## YOUR TASK
Please restate the following records word for word.

## EXTRACTED RECORDS
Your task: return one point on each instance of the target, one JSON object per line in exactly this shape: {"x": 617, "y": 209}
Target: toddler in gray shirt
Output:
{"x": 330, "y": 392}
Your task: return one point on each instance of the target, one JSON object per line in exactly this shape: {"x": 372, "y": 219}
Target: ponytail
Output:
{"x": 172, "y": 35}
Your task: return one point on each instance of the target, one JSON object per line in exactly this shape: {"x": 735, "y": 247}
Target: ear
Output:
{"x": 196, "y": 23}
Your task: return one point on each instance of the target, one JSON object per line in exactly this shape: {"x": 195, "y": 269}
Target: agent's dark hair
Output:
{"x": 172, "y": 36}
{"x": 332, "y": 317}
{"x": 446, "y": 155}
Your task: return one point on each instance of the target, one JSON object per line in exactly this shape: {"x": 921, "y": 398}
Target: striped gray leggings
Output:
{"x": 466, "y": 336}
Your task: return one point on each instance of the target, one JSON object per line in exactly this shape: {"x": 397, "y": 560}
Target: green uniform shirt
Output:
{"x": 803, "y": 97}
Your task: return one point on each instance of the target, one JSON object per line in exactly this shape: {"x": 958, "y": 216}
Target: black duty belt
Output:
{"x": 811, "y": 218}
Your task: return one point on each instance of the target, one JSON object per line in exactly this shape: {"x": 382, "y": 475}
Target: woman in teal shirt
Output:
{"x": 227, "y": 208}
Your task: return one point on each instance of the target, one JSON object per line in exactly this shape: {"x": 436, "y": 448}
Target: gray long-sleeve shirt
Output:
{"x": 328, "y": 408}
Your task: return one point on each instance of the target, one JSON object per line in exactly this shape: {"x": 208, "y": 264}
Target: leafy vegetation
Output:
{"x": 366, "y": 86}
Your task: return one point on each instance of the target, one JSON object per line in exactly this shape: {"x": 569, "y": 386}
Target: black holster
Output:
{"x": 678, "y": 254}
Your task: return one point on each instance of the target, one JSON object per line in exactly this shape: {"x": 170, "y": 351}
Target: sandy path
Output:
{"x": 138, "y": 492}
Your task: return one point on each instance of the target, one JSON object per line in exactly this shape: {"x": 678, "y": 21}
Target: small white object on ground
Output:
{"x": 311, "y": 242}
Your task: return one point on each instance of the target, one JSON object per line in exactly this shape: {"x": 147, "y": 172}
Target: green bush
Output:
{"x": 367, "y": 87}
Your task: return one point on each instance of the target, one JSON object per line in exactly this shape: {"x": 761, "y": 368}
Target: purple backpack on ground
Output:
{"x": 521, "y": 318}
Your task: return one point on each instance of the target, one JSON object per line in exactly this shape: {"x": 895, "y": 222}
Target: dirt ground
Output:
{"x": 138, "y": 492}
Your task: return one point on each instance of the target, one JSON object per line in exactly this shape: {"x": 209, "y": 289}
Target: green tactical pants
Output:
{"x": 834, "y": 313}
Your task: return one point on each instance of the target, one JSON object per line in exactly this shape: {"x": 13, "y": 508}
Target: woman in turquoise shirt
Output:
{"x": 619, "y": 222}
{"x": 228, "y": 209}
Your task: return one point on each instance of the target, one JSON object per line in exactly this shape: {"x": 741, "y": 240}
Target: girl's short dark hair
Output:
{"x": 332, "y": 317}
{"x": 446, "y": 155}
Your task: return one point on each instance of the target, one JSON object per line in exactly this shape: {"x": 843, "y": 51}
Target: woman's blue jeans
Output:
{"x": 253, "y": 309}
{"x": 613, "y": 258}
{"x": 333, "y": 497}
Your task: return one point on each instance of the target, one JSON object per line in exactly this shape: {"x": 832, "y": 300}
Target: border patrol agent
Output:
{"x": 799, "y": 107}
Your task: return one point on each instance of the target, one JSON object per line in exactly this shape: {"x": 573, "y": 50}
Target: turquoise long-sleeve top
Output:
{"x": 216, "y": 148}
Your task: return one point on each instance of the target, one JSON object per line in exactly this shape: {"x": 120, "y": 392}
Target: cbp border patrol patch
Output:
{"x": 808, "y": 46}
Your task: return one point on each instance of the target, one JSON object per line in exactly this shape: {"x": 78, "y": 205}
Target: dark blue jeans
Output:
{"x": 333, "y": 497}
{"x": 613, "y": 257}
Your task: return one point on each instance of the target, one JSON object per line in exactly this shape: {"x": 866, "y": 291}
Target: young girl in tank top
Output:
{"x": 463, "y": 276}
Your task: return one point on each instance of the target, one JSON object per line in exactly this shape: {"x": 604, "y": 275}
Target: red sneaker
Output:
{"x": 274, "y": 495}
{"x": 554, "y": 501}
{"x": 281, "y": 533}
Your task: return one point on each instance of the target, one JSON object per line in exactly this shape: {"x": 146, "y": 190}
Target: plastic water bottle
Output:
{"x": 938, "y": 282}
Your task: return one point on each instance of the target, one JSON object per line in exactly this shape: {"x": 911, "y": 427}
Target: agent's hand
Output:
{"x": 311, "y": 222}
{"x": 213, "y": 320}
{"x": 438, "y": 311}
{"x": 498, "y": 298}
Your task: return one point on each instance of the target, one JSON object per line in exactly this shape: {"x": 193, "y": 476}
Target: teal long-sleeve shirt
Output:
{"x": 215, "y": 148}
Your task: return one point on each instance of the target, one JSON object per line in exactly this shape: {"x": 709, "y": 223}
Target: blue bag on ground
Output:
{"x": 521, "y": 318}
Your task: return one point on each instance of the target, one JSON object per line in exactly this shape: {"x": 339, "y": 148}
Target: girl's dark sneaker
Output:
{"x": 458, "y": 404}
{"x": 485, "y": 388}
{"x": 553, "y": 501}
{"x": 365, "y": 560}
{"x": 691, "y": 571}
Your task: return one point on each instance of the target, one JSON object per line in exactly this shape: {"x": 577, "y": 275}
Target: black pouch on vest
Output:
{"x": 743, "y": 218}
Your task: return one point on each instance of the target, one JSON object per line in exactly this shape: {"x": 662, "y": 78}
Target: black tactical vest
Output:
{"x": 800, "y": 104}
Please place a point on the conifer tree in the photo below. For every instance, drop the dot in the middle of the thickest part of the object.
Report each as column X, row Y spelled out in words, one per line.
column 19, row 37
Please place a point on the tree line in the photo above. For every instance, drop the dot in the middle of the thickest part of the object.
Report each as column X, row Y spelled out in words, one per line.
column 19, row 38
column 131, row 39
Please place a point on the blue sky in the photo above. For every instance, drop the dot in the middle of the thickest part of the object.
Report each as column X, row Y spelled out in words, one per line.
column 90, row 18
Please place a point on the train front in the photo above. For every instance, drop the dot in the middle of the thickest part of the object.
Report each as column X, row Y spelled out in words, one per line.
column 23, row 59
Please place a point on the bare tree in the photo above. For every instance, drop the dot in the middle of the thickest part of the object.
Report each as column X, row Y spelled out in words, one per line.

## SOLUTION FOR THIS PROBLEM
Your task: return one point on each instance of the target, one JSON object per line in exactly this shape: {"x": 617, "y": 209}
Target: toddler in gray shirt
Output:
{"x": 330, "y": 392}
Your task: return one point on each instance of the target, one JSON object per line in exactly this shape: {"x": 372, "y": 219}
Target: ponytail
Output:
{"x": 172, "y": 35}
Your task: return one point on each instance of the target, one JSON object per line in exactly this shape: {"x": 735, "y": 247}
Target: ear
Output:
{"x": 196, "y": 23}
Your task: return one point on each instance of the target, one JSON object per line in exactly this shape: {"x": 195, "y": 269}
Target: agent's dark hair
Output:
{"x": 172, "y": 36}
{"x": 332, "y": 317}
{"x": 446, "y": 155}
Your task: return one point on each instance of the target, one JSON object per line in exactly this shape: {"x": 921, "y": 398}
Target: striped gray leggings
Output:
{"x": 466, "y": 336}
Your task: return one point on each instance of the target, one JSON object per line in exactly this shape: {"x": 397, "y": 560}
Target: green uniform shirt
Output:
{"x": 803, "y": 97}
Your task: return one point on each instance of the target, one JSON object per line in exactly this shape: {"x": 958, "y": 216}
Target: black duty belt
Output:
{"x": 811, "y": 218}
Your task: return one point on each instance of the target, one JSON object per line in exactly this shape: {"x": 382, "y": 475}
Target: woman in teal shirt
Output:
{"x": 227, "y": 208}
Your task: return one point on each instance of the target, one JSON object per line in exactly this shape: {"x": 436, "y": 448}
Target: gray long-sleeve shirt
Output:
{"x": 328, "y": 408}
Your task: return one point on each instance of the target, one JSON object per line in exactly this shape: {"x": 208, "y": 264}
Target: leafy vegetation
Output:
{"x": 366, "y": 86}
Your task: return one point on each instance of the target, one JSON object per line in exactly this shape: {"x": 569, "y": 386}
Target: black holster
Output:
{"x": 678, "y": 254}
Your task: return one point on each instance of the target, one JSON object per line in exactly this shape: {"x": 170, "y": 351}
Target: sandy path
Output:
{"x": 138, "y": 492}
Your task: return one point on each instance of the target, one JSON object per line in exactly this shape: {"x": 678, "y": 21}
Target: small white object on ground
Output:
{"x": 311, "y": 242}
Your task: return one point on each instance of the target, one JSON object per line in exactly this shape: {"x": 147, "y": 172}
Target: green bush
Output:
{"x": 367, "y": 87}
Your task: return one point on each instance of the target, one JSON object per line in exactly this shape: {"x": 761, "y": 368}
Target: purple backpack on ground
Output:
{"x": 521, "y": 318}
Your task: return one point on each instance of the target, one JSON object per line in exactly this shape: {"x": 895, "y": 222}
Target: dirt ground
Output:
{"x": 138, "y": 492}
Your task: return one point on each instance of the target, one JSON object per line in exactly this shape: {"x": 209, "y": 289}
Target: green tactical pants
Output:
{"x": 834, "y": 313}
Your task: return one point on each instance of the target, one JSON object per line in exactly this shape: {"x": 13, "y": 508}
Target: woman in turquoise shirt
Output:
{"x": 619, "y": 222}
{"x": 228, "y": 209}
Your task: return one point on each instance of the target, one JSON object per line in exactly this shape: {"x": 741, "y": 240}
Target: girl's short dark hair
Output:
{"x": 332, "y": 317}
{"x": 446, "y": 155}
Your task: return one point on each instance of the target, one JSON object per line in exactly this shape: {"x": 843, "y": 51}
Target: woman's blue jeans
Output:
{"x": 253, "y": 309}
{"x": 613, "y": 258}
{"x": 333, "y": 497}
Your task: return one point on each instance of the target, one JSON object per line in exactly this shape: {"x": 832, "y": 300}
Target: border patrol agent
Output:
{"x": 799, "y": 107}
Your task: return one point on each instance of the target, one JSON object per line in exactly this shape: {"x": 573, "y": 50}
Target: turquoise long-sleeve top
Output:
{"x": 216, "y": 148}
Your task: return one point on each instance of the target, one JSON object per line in exactly this shape: {"x": 120, "y": 392}
Target: cbp border patrol patch
Output:
{"x": 808, "y": 46}
Your task: return one point on each instance of the target, one JSON object per line in exactly this shape: {"x": 78, "y": 205}
Target: dark blue jeans
Output:
{"x": 333, "y": 497}
{"x": 613, "y": 257}
Your task: return one point on each instance of the target, one JSON object per line in exactly this shape: {"x": 866, "y": 291}
Target: young girl in tank top
Output:
{"x": 463, "y": 276}
Your task: return one point on each instance of the target, one JSON object per line in exactly this shape: {"x": 604, "y": 275}
Target: red sneaker
Output:
{"x": 274, "y": 495}
{"x": 554, "y": 501}
{"x": 281, "y": 533}
Your task: return one point on each instance of the target, one JSON object per line in exactly this shape: {"x": 146, "y": 190}
Target: plastic water bottle
Output:
{"x": 938, "y": 282}
Your task: return one point on each instance of the target, one JSON object per line in exactly this shape: {"x": 911, "y": 427}
Target: agent's hand
Output:
{"x": 311, "y": 222}
{"x": 213, "y": 320}
{"x": 438, "y": 311}
{"x": 498, "y": 298}
Your task: return one point on each instance of the target, one JSON object per line in exactly this shape: {"x": 193, "y": 476}
Target: teal long-sleeve shirt
Output:
{"x": 215, "y": 148}
Your task: return one point on each instance of the target, one JSON object per line in exactly this shape: {"x": 709, "y": 223}
Target: blue bag on ground
Output:
{"x": 521, "y": 318}
Your task: return one point on each instance of the target, one JSON object per line in exactly this shape: {"x": 339, "y": 148}
Target: girl's dark sneaker
Output:
{"x": 458, "y": 404}
{"x": 485, "y": 388}
{"x": 553, "y": 501}
{"x": 365, "y": 560}
{"x": 691, "y": 571}
Your task: return one point on each instance of the target, one JSON object per line in exactly this shape: {"x": 577, "y": 275}
Target: black pouch on vest
Output:
{"x": 743, "y": 218}
Your task: return one point on each instance of the target, one JSON object per line in exactly this shape: {"x": 662, "y": 78}
Target: black tactical vest
Output:
{"x": 800, "y": 104}
Please place a point on the conifer tree in the photo below. For every instance, drop the dot in the middle of the thickest part of the object.
Report each as column X, row Y spelled out in words, one per line.
column 19, row 37
Please place a point on the tree line in the photo above. For every instance, drop the dot in the middle of the thickest part of the object.
Report each as column X, row Y spelled out in words, one per line.
column 19, row 38
column 131, row 39
Please place a point on the blue sky in the photo above. For every instance, drop the dot in the middle of the thickest part of the object.
Report each as column X, row Y spelled out in words, one per line.
column 90, row 18
Please place a point on the train front in the photo above. For every instance, drop the dot in the middle of the thickest part of the object.
Report each as column X, row Y spelled out in words, one per line.
column 23, row 59
Please place a point on the bare tree in the photo above. For every instance, drop the dot in the middle of the thickest part of the object.
Report each as column X, row Y spelled out in words, one per line.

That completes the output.